■ EXERCISE INSTRUCTIONS ■
Output every line below exactly, please, omitting pictures.

[Items from a dataset]
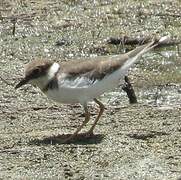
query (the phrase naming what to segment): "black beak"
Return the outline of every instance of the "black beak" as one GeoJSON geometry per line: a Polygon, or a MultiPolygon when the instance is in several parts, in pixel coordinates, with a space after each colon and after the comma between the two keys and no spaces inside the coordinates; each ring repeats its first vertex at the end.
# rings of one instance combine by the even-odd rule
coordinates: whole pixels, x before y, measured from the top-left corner
{"type": "Polygon", "coordinates": [[[20,88],[21,86],[27,84],[28,82],[28,79],[27,78],[23,78],[16,86],[15,86],[15,89],[18,89],[20,88]]]}

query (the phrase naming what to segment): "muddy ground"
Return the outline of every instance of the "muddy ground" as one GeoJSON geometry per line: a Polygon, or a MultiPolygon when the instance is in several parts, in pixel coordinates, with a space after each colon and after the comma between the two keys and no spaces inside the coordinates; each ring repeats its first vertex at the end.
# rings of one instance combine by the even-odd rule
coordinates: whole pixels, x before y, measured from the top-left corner
{"type": "MultiPolygon", "coordinates": [[[[90,139],[61,143],[83,121],[79,105],[56,104],[31,86],[14,90],[23,65],[36,57],[64,61],[123,53],[127,47],[106,39],[180,39],[180,32],[176,0],[1,0],[0,179],[181,178],[179,46],[148,53],[130,71],[138,104],[130,105],[120,87],[100,98],[106,111],[90,139]]],[[[90,109],[93,120],[95,104],[90,109]]]]}

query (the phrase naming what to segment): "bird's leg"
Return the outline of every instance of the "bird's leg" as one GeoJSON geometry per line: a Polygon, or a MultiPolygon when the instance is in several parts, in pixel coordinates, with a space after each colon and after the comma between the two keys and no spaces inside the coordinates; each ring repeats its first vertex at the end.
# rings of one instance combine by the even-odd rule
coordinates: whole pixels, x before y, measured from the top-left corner
{"type": "Polygon", "coordinates": [[[99,119],[100,119],[100,117],[102,116],[102,114],[103,114],[103,112],[104,112],[104,109],[105,109],[104,105],[103,105],[100,101],[98,101],[96,98],[94,99],[94,102],[99,105],[100,111],[99,111],[99,114],[98,114],[98,116],[96,117],[96,119],[95,119],[92,127],[91,127],[91,128],[89,129],[89,131],[86,133],[87,136],[93,135],[93,130],[94,130],[97,122],[99,121],[99,119]]]}
{"type": "Polygon", "coordinates": [[[72,139],[74,139],[77,134],[81,131],[81,129],[83,128],[83,126],[85,126],[89,120],[90,120],[90,113],[88,111],[88,107],[87,107],[87,104],[84,104],[83,105],[84,107],[84,111],[85,111],[85,120],[83,121],[83,123],[77,128],[77,130],[74,132],[74,134],[72,134],[70,137],[68,137],[67,139],[65,139],[64,143],[65,142],[69,142],[71,141],[72,139]]]}

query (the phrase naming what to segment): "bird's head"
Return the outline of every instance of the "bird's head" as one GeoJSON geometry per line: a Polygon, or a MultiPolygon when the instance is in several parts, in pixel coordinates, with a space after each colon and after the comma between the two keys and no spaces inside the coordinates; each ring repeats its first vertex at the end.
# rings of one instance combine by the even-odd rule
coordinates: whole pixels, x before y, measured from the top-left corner
{"type": "Polygon", "coordinates": [[[48,60],[34,60],[25,65],[25,76],[15,86],[15,89],[25,84],[31,84],[43,89],[48,81],[54,77],[58,69],[58,63],[48,60]]]}

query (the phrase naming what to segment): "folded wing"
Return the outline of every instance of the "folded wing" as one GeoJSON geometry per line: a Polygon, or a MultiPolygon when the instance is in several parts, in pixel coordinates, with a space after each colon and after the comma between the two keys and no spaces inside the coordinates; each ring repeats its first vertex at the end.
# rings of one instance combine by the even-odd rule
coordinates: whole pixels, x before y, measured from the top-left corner
{"type": "Polygon", "coordinates": [[[89,87],[118,70],[127,59],[124,54],[66,62],[61,65],[60,85],[67,88],[89,87]]]}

■ RESPONSE AREA ■
query (the phrase naming what to segment): "black beak"
Return the outline of every instance of the "black beak" as one GeoJSON geometry per line: a Polygon, or a MultiPolygon when the instance is in several parts, in pixel coordinates, with a space after each colon and after the comma between the two keys and no spaces inside the coordinates; each ring repeats its first vertex at the end.
# rings of one instance combine by the even-odd rule
coordinates: whole pixels, x before y, measured from the top-left corner
{"type": "Polygon", "coordinates": [[[20,88],[21,86],[27,84],[28,82],[28,79],[27,78],[23,78],[16,86],[15,86],[15,89],[18,89],[20,88]]]}

query (the phrase naming what to segment): "muddy ground"
Return the outline of every instance of the "muddy ground" as one GeoJSON geometry per line: a Polygon, or a MultiPolygon when the instance is in several parts, in pixel coordinates, with a space after each colon and after the comma between the two keys and no spaces inside the coordinates; each ring repeats its first vertex at the end.
# rings of one instance combine by the even-odd rule
coordinates: whole pixels, x before y, measured from the top-left corner
{"type": "MultiPolygon", "coordinates": [[[[90,139],[61,143],[83,121],[79,105],[56,104],[31,86],[14,90],[23,65],[36,57],[64,61],[123,53],[127,47],[106,39],[180,39],[180,32],[176,0],[1,0],[0,179],[181,178],[179,46],[148,53],[130,71],[138,104],[130,105],[120,87],[100,98],[106,111],[90,139]]],[[[90,109],[93,120],[95,104],[90,109]]]]}

query (the phrase naming what to segment): "bird's leg"
Return the outline of every instance of the "bird's leg" as one GeoJSON geometry per line: a Polygon, or a MultiPolygon when the instance is in several parts, in pixel coordinates, with a space after each colon and after the comma between the two keys and no spaces inside the coordinates; each ring repeats its first vertex at the end.
# rings of one instance combine by the even-odd rule
coordinates: whole pixels, x before y, measured from the top-left corner
{"type": "Polygon", "coordinates": [[[99,119],[100,119],[100,117],[102,116],[102,114],[103,114],[103,112],[104,112],[104,109],[105,109],[104,105],[103,105],[100,101],[98,101],[96,98],[94,99],[94,102],[99,105],[100,111],[99,111],[99,114],[98,114],[98,116],[96,117],[96,119],[95,119],[92,127],[91,127],[91,128],[89,129],[89,131],[86,133],[87,136],[93,135],[93,130],[94,130],[97,122],[99,121],[99,119]]]}
{"type": "Polygon", "coordinates": [[[72,139],[74,139],[77,134],[81,131],[81,129],[83,128],[83,126],[85,126],[89,120],[90,120],[90,113],[88,111],[88,107],[87,107],[87,104],[84,104],[83,105],[84,107],[84,111],[85,111],[85,120],[83,121],[83,123],[77,128],[77,130],[74,132],[74,134],[72,134],[70,137],[68,137],[67,139],[65,139],[64,143],[65,142],[69,142],[71,141],[72,139]]]}

query (the phrase naming what to segment): "bird's head"
Return the outline of every instance of the "bird's head" as one GeoJSON geometry per line: a Polygon, or a MultiPolygon when the instance is in several parts, in pixel coordinates, with a space after each colon and after the comma between the two keys and no spaces inside the coordinates; each ring repeats its first vertex at the end.
# rings of one instance combine by the even-odd rule
coordinates: whole pixels, x before y, measured from the top-left corner
{"type": "Polygon", "coordinates": [[[48,60],[34,60],[25,65],[25,76],[15,86],[15,89],[25,84],[31,84],[43,89],[48,81],[54,77],[58,69],[58,63],[48,60]]]}

query (the phrase naming what to segment): "folded wing"
Return the outline of every instance of the "folded wing" as one GeoJSON geometry per line: a Polygon, or a MultiPolygon when the instance is in several parts, in pixel coordinates, with a space after each colon and after the comma between the two keys and no spaces inside the coordinates; each ring repeats its first vertex at the end.
# rings of one instance combine by the even-odd rule
coordinates: whole pixels, x before y, measured from the top-left corner
{"type": "Polygon", "coordinates": [[[89,87],[118,70],[127,59],[124,54],[66,62],[61,65],[60,85],[67,88],[89,87]]]}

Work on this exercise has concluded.